*PROBLEM DESCRIPTION:*
Retype each entry. Leave nothing out.
++++ INFORMATION PROVIDED
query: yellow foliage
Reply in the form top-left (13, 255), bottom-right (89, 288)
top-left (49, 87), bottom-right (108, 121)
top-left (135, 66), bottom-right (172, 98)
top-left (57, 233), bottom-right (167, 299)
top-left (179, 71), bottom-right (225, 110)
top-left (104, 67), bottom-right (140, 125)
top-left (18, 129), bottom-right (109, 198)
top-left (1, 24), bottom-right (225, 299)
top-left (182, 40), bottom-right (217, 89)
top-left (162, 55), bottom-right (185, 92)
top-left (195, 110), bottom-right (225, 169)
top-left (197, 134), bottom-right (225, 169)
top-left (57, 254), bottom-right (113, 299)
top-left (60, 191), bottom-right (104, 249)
++++++++
*SOLUTION FOR THIS PROBLEM:*
query: yellow foliage
Reply in the form top-left (13, 255), bottom-right (89, 288)
top-left (49, 87), bottom-right (108, 121)
top-left (135, 66), bottom-right (172, 98)
top-left (57, 233), bottom-right (167, 299)
top-left (179, 71), bottom-right (225, 110)
top-left (104, 67), bottom-right (140, 125)
top-left (18, 129), bottom-right (109, 198)
top-left (1, 24), bottom-right (225, 299)
top-left (182, 40), bottom-right (217, 89)
top-left (162, 55), bottom-right (185, 92)
top-left (195, 110), bottom-right (225, 169)
top-left (197, 134), bottom-right (225, 169)
top-left (57, 254), bottom-right (113, 299)
top-left (60, 191), bottom-right (104, 249)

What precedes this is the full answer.